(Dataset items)
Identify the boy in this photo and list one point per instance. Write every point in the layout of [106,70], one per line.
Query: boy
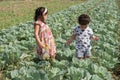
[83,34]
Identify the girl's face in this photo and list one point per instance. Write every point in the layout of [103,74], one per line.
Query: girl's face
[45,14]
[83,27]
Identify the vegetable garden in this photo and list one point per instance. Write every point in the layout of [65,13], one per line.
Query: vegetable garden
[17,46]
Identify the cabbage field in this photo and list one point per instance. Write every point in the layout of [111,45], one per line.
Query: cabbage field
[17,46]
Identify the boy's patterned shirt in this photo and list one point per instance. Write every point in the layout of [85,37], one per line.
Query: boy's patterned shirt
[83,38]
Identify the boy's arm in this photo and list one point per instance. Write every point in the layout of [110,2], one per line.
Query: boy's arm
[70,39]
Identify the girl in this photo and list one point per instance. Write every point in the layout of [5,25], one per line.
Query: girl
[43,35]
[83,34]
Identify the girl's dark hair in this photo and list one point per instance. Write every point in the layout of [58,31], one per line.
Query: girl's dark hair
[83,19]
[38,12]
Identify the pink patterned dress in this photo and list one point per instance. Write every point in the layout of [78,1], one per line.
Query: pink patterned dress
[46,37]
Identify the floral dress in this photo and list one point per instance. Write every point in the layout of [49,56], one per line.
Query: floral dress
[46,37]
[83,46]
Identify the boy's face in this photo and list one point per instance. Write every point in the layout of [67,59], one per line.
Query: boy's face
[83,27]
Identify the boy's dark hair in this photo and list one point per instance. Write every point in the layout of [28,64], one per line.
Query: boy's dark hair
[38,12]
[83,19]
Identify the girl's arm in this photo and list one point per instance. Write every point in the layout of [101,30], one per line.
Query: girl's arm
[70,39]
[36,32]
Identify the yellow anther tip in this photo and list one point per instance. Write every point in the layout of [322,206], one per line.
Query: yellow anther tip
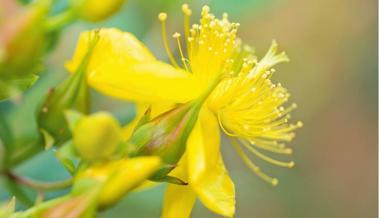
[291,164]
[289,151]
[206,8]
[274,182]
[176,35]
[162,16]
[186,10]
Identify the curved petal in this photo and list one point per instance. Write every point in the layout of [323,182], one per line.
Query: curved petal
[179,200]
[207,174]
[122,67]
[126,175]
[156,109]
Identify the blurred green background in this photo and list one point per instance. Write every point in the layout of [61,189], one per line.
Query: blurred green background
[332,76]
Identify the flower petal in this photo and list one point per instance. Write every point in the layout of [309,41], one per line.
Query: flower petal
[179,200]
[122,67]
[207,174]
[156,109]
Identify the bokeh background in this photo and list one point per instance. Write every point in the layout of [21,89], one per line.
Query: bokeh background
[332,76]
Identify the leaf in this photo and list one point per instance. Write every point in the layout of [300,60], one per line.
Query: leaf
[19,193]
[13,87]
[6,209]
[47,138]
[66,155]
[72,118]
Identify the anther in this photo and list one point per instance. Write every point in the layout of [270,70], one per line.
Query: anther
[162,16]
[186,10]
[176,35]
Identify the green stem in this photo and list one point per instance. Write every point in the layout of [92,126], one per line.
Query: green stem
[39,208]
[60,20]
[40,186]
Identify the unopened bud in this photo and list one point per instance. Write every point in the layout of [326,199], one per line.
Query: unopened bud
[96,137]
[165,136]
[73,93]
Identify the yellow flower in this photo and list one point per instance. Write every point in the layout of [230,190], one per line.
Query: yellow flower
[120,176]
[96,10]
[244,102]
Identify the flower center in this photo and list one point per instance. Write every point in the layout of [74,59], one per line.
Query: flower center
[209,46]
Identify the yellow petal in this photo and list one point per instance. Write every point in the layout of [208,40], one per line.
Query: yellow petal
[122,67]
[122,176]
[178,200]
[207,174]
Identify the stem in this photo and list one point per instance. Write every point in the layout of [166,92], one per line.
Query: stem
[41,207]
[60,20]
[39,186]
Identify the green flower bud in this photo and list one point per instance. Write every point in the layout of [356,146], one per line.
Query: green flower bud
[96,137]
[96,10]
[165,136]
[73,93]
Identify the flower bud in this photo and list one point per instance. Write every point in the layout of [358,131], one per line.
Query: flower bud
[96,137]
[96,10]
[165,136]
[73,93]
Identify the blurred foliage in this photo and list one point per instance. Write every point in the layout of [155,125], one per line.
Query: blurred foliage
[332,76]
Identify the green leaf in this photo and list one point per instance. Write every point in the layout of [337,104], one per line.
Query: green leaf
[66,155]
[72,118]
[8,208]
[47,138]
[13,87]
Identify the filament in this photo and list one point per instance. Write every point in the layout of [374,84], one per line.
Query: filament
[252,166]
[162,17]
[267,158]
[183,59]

* * *

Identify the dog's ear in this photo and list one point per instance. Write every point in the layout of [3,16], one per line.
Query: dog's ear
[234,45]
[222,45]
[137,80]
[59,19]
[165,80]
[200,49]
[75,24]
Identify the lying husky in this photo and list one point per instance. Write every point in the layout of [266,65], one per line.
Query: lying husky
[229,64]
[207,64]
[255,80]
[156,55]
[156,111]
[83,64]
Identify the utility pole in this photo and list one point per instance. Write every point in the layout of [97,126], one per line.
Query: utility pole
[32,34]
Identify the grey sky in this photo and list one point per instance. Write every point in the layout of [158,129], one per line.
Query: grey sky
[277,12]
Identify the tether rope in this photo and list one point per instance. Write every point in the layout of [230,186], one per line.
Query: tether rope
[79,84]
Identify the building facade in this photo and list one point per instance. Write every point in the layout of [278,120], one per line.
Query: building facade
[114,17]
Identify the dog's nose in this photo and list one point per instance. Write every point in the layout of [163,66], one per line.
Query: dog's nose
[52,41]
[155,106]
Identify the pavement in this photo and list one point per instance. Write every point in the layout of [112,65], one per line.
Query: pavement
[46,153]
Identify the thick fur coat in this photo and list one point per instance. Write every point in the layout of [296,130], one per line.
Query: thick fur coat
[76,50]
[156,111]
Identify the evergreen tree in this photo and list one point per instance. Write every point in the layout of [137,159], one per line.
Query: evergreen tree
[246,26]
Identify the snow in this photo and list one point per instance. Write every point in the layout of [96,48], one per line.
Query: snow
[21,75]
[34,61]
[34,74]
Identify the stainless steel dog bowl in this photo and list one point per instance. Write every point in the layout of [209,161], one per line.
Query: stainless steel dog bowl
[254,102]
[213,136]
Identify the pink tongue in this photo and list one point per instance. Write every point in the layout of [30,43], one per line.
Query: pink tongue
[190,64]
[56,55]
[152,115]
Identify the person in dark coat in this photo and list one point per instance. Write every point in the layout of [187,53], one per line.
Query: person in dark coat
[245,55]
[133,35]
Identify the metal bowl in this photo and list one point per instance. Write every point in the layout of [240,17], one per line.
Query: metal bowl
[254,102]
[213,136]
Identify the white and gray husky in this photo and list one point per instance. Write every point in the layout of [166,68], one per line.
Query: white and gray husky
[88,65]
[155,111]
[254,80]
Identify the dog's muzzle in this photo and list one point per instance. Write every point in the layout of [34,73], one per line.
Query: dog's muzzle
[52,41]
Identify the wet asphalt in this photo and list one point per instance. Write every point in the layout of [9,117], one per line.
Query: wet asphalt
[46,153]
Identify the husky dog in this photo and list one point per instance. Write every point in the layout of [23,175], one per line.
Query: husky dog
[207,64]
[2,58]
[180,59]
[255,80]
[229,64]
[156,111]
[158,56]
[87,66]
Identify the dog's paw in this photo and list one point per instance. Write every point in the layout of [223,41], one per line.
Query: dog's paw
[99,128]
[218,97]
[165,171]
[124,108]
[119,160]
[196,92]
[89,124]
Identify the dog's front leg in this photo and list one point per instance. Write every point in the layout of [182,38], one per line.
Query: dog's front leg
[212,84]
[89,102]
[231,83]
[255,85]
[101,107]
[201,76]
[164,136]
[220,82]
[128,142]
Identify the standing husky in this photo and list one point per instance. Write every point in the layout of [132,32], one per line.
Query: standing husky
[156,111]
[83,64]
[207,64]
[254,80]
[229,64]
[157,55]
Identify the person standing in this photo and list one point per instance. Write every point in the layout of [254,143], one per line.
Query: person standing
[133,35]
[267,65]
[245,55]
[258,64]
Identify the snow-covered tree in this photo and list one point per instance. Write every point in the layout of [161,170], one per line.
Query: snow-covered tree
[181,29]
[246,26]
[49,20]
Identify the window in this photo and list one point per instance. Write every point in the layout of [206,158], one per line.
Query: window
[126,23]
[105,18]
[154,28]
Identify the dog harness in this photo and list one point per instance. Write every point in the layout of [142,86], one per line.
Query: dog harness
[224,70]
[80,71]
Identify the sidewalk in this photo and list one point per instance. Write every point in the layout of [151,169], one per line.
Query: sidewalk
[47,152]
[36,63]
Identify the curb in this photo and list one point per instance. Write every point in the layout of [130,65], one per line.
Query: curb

...

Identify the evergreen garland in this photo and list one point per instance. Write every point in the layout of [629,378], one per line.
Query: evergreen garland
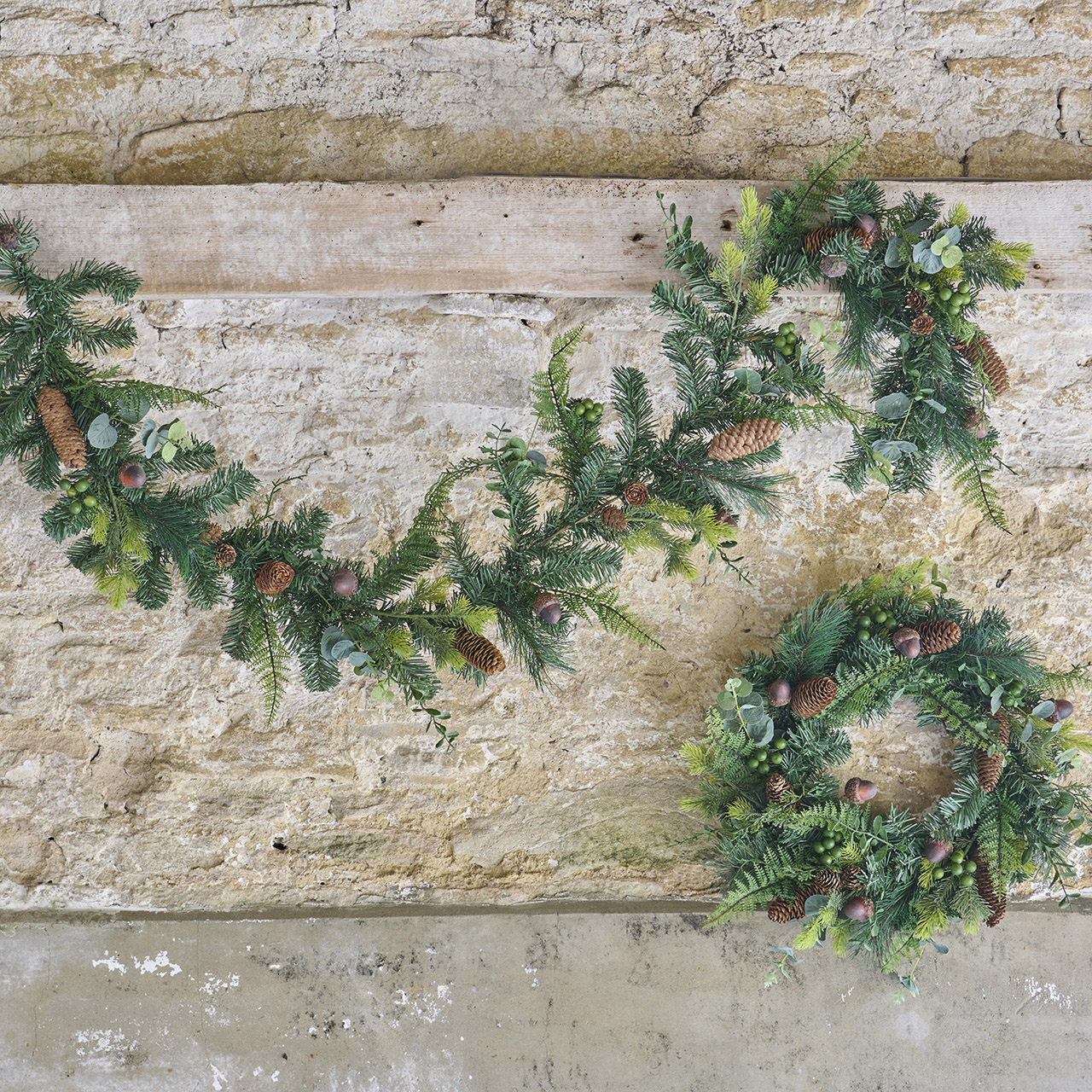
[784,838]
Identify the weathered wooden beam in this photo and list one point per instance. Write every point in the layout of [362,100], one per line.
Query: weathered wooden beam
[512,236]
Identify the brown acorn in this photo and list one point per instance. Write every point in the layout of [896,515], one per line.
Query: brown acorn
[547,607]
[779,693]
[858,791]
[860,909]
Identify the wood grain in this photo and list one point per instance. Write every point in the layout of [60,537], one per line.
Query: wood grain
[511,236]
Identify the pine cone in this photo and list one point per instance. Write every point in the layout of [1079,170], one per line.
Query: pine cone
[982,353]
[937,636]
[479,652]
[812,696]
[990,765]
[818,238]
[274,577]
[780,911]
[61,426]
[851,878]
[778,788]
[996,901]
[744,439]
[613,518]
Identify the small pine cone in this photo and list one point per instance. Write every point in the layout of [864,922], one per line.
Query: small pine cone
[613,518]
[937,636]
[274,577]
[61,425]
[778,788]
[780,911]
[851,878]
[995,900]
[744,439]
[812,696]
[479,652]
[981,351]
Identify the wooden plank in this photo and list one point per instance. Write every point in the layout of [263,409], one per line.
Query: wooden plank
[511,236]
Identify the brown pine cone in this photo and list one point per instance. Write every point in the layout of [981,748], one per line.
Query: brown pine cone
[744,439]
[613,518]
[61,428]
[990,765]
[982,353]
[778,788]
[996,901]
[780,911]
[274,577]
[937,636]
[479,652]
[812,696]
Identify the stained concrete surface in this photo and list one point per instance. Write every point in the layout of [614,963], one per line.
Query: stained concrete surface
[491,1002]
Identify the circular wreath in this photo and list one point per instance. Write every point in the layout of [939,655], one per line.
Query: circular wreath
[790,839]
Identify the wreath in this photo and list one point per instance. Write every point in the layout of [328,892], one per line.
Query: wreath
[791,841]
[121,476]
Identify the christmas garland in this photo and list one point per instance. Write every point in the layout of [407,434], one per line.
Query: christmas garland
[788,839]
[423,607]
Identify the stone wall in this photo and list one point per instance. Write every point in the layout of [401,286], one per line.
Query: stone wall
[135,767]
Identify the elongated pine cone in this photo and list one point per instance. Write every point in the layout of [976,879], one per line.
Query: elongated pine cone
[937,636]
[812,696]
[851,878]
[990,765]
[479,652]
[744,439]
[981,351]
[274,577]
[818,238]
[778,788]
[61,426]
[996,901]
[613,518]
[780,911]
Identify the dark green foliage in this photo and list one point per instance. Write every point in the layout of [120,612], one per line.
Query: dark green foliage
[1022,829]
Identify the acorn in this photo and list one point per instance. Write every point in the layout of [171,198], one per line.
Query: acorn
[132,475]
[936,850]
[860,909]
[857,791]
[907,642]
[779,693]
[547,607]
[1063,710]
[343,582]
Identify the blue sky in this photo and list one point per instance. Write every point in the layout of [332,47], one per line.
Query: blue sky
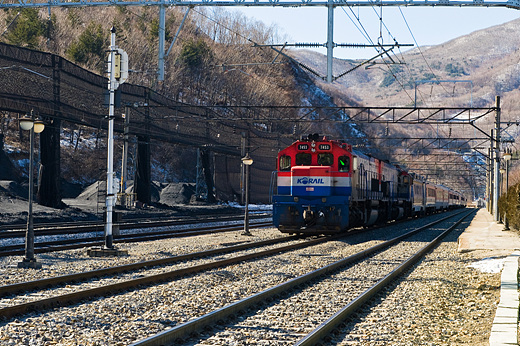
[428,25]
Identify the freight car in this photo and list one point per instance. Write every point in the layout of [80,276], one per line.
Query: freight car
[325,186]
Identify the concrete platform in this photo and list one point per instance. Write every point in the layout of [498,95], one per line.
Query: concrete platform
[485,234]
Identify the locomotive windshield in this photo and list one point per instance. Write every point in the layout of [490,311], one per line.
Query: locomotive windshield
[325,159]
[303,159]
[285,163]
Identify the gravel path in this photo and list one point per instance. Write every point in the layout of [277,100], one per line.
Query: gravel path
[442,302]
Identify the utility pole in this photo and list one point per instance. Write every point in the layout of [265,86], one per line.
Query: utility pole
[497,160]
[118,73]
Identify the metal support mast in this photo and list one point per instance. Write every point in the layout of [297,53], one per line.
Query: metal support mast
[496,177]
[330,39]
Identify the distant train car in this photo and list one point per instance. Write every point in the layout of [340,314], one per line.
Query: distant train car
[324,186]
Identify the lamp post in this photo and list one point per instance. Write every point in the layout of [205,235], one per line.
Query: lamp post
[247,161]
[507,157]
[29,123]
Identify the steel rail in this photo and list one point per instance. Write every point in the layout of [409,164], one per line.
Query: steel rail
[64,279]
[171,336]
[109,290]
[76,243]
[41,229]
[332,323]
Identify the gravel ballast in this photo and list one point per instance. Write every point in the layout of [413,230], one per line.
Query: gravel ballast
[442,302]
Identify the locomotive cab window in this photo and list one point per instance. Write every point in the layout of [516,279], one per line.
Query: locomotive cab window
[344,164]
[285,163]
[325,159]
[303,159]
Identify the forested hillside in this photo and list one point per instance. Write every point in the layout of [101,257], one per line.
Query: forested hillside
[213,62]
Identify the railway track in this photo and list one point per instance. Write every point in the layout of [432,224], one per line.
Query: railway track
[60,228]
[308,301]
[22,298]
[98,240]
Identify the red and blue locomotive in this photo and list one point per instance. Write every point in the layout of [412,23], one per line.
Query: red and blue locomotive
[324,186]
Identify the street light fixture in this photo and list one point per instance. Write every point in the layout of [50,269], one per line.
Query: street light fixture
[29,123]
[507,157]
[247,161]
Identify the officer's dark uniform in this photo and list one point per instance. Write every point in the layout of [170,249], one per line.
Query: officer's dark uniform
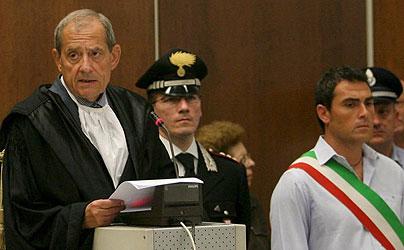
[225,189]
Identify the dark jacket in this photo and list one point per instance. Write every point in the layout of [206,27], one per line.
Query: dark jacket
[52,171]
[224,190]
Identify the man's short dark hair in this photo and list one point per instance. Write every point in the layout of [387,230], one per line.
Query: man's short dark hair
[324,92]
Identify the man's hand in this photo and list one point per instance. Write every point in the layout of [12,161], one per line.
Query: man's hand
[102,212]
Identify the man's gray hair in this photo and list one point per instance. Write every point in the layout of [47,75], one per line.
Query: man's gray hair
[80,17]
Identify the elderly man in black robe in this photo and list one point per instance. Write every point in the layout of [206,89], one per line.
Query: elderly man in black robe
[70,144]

◆ What is required ◆
Retype exactly the lines above, from the one with "Identify the anther" through the one with "Identify the yellow petal", inclusive.

◆ Solution to the problem ◆
Identify the anther in this photo and list one point per instance. Write every point in the layout of [270,70], one per line.
Query: anther
[162,16]
[186,10]
[176,35]
Identify the green stem in this photo and list one point per instance. Write every point in the layout of [92,126], one per line.
Query: green stem
[39,208]
[60,20]
[40,186]
Identify the unopened bud in this photo and list one point per instance. Write every point in the layout of [326,199], one per line.
Query: unopened bud
[96,137]
[165,136]
[73,93]
Identify the yellow flower in this photo and list one point per instance. Write every point in the layout of [230,190], one per line.
Query: yellow flower
[120,176]
[96,10]
[244,102]
Identify the flower center in this photo and list one point per instance. Write every point in the layout of [74,59], one per line.
Query: flower center
[209,46]
Identify the yellow petal in this photo and list one point per instance. Write every point in the layout of [208,40], one per line.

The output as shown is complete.